## EXERCISE INPUTS:
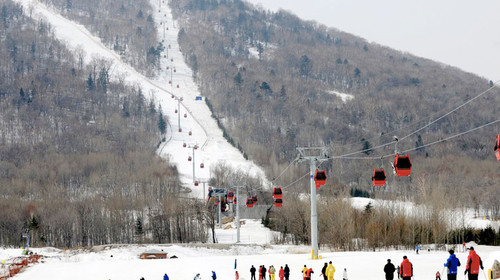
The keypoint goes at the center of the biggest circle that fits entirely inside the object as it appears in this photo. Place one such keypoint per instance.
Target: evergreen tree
(162, 124)
(305, 66)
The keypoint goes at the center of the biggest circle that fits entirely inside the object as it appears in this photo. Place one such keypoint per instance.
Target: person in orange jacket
(304, 270)
(281, 274)
(474, 262)
(309, 273)
(406, 269)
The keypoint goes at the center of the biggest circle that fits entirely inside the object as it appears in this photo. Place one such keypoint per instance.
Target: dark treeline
(344, 227)
(77, 151)
(269, 77)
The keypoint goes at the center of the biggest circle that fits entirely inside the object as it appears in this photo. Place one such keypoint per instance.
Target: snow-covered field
(122, 261)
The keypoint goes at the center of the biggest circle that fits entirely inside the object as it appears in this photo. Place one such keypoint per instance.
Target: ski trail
(194, 116)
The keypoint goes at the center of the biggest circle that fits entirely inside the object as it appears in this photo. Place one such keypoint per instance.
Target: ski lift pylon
(278, 202)
(320, 178)
(497, 148)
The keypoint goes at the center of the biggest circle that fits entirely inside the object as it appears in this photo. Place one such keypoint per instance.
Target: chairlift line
(495, 85)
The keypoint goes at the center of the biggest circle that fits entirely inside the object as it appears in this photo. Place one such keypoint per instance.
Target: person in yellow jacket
(330, 270)
(272, 271)
(304, 270)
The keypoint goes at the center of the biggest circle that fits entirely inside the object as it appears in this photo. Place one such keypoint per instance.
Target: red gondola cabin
(277, 193)
(230, 195)
(378, 178)
(402, 165)
(249, 202)
(320, 178)
(278, 202)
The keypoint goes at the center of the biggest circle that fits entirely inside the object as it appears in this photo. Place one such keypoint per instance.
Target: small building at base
(153, 255)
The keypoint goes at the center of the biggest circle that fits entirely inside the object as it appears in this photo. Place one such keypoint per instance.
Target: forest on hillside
(78, 163)
(269, 78)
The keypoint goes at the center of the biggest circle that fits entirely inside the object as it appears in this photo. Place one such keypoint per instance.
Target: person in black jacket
(389, 270)
(323, 271)
(287, 272)
(252, 273)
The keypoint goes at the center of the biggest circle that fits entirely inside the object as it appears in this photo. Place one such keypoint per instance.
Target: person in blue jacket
(452, 263)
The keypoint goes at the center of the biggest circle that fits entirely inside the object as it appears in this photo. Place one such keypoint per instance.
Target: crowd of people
(404, 270)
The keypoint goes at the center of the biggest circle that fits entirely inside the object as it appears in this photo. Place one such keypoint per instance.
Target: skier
(406, 269)
(287, 271)
(309, 273)
(272, 271)
(304, 270)
(389, 270)
(252, 273)
(323, 272)
(452, 263)
(330, 270)
(281, 274)
(474, 262)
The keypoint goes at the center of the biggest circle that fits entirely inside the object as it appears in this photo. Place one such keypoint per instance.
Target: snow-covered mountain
(122, 261)
(193, 134)
(457, 33)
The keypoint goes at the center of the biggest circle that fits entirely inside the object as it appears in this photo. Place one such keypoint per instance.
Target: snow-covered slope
(213, 148)
(122, 261)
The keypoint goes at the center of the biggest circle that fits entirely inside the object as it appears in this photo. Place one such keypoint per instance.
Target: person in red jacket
(406, 269)
(282, 274)
(474, 262)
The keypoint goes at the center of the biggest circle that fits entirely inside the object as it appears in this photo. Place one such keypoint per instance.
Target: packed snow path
(195, 116)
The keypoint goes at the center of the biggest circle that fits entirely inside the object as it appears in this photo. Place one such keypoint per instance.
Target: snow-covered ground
(172, 85)
(122, 261)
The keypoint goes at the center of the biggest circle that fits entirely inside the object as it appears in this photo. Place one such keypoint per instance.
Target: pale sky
(461, 33)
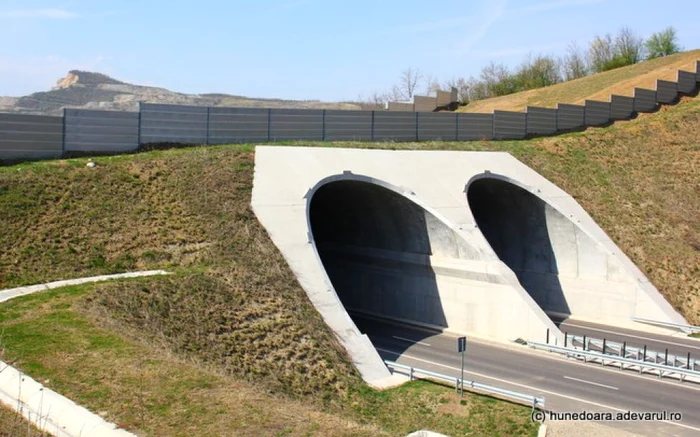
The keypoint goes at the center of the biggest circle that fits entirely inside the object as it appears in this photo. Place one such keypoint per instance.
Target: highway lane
(567, 385)
(676, 345)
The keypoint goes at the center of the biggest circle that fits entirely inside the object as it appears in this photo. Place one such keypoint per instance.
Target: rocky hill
(88, 90)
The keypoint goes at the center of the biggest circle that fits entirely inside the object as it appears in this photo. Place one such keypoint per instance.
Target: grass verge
(150, 391)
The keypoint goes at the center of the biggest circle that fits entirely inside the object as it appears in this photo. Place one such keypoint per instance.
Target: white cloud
(476, 33)
(552, 5)
(55, 14)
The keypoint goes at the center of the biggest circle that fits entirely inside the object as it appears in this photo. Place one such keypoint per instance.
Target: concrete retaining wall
(666, 91)
(687, 82)
(101, 131)
(597, 113)
(570, 116)
(173, 124)
(509, 125)
(473, 126)
(348, 125)
(621, 107)
(437, 126)
(644, 100)
(541, 121)
(238, 125)
(396, 126)
(296, 124)
(30, 136)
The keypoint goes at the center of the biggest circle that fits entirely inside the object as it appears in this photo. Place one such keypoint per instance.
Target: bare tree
(600, 53)
(462, 87)
(574, 63)
(432, 85)
(628, 47)
(662, 44)
(410, 78)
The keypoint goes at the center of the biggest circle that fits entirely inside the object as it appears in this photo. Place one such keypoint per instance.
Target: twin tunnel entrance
(380, 249)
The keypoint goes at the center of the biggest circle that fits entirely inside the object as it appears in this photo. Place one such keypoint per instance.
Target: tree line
(604, 53)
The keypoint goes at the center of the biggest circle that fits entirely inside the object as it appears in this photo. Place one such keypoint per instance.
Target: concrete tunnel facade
(475, 243)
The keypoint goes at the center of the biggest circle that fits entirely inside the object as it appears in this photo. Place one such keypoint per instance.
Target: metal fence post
(63, 135)
(417, 126)
(269, 122)
(208, 116)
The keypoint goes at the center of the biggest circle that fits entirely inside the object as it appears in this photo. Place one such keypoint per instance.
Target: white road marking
(411, 341)
(591, 382)
(633, 336)
(530, 387)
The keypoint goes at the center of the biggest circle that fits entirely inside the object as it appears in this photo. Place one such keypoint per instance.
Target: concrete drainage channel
(46, 409)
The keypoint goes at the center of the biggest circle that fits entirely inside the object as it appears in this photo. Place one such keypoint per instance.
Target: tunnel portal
(517, 225)
(376, 246)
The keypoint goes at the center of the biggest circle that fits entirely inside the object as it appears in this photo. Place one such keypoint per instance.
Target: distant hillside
(88, 90)
(620, 81)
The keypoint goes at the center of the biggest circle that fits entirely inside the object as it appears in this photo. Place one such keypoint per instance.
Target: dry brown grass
(621, 81)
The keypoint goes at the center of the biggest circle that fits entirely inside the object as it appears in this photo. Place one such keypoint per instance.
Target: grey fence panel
(686, 82)
(509, 125)
(541, 121)
(666, 91)
(424, 103)
(437, 126)
(570, 116)
(30, 136)
(173, 124)
(397, 126)
(296, 124)
(101, 131)
(621, 107)
(237, 125)
(474, 126)
(597, 113)
(644, 100)
(348, 125)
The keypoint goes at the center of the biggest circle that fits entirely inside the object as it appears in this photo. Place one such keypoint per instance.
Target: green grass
(53, 337)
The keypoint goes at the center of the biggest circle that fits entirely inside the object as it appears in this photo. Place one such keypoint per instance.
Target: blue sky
(303, 49)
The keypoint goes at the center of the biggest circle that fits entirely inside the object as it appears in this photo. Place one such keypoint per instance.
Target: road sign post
(462, 348)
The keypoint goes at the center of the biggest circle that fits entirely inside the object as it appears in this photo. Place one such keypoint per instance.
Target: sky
(304, 49)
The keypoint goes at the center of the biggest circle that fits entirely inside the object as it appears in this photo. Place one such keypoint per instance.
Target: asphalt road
(567, 385)
(679, 346)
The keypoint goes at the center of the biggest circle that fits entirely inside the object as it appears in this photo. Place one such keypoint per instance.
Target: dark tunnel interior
(374, 244)
(514, 222)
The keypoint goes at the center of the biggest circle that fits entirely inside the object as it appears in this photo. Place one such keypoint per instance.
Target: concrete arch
(478, 292)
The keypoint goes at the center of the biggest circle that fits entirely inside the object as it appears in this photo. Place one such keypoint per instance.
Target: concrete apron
(48, 410)
(475, 242)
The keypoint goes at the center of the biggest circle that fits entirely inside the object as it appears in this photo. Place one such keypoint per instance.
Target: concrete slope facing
(472, 242)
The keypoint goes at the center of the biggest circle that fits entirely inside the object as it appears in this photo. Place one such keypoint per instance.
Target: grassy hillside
(234, 306)
(620, 81)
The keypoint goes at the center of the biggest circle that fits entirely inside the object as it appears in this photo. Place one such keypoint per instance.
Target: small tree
(628, 47)
(574, 64)
(600, 53)
(662, 44)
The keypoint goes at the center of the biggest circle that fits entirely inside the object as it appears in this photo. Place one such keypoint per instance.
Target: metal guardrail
(682, 327)
(416, 373)
(622, 350)
(660, 369)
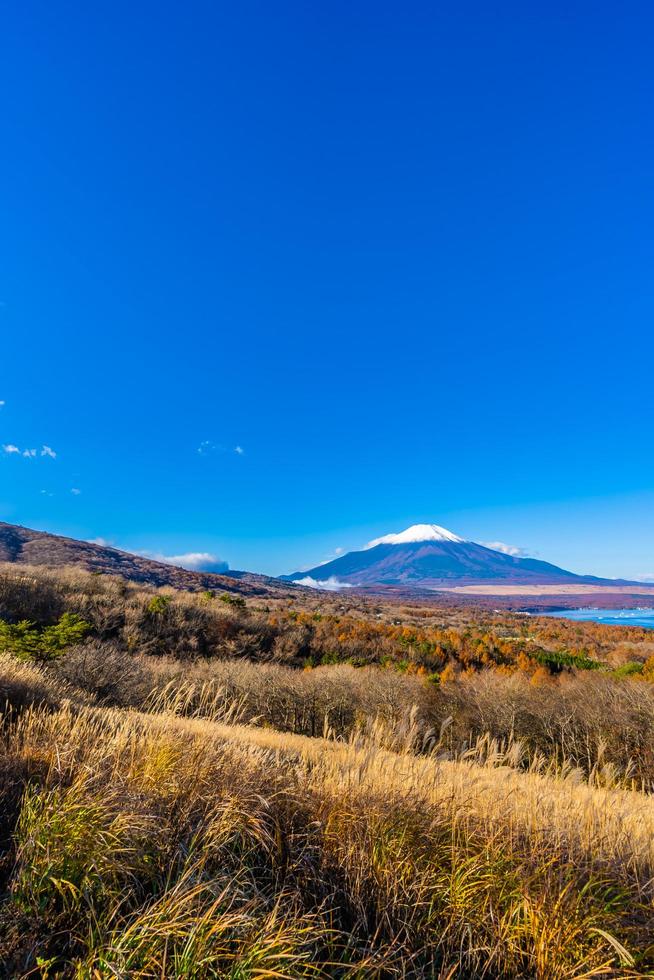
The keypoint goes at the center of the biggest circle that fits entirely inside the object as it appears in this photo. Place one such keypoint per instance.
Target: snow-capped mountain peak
(416, 533)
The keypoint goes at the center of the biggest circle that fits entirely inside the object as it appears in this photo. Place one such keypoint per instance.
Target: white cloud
(194, 561)
(507, 549)
(30, 453)
(331, 584)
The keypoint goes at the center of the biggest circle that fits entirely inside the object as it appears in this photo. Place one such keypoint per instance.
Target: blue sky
(400, 255)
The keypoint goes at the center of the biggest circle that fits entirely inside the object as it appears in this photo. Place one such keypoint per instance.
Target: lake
(611, 617)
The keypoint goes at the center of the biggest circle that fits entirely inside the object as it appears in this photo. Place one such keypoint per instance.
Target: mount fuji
(430, 556)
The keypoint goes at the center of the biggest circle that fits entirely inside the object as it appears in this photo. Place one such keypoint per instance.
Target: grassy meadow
(194, 787)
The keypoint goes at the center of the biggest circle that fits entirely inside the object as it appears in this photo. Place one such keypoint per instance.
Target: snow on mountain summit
(415, 533)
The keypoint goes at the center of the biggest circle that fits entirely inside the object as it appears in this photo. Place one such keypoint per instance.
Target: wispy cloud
(207, 446)
(29, 453)
(194, 561)
(507, 549)
(331, 584)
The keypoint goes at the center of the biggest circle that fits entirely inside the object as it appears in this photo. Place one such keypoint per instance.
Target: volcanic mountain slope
(21, 545)
(429, 556)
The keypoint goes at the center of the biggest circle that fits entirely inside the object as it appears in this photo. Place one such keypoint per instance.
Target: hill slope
(428, 556)
(22, 545)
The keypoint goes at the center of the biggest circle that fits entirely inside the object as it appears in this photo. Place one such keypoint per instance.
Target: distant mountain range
(24, 546)
(428, 556)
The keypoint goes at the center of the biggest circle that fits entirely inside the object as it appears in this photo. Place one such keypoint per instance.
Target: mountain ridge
(429, 556)
(25, 546)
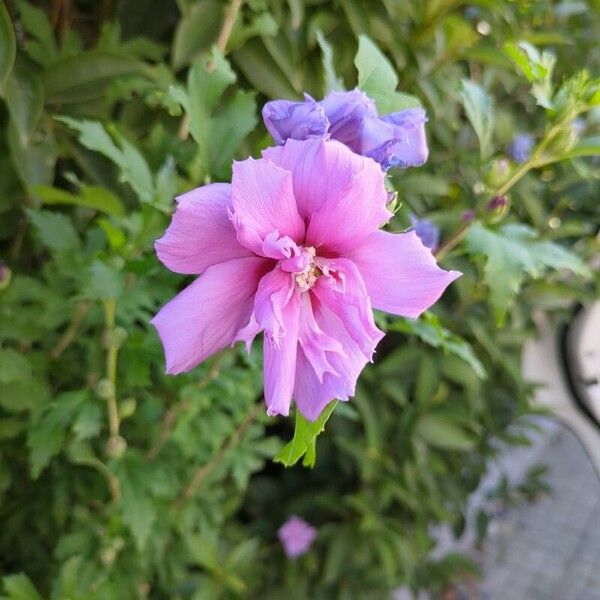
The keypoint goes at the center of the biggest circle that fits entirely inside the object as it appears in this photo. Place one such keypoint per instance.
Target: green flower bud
(105, 389)
(116, 446)
(127, 407)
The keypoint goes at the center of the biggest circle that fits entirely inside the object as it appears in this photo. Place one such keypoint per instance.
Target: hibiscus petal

## DIRECTIONS:
Pick out each line of the entries above that contains the word "dark", and copy those lines.

## TASK RESPONSE:
Target: dark treeline
Target: dark tunnel interior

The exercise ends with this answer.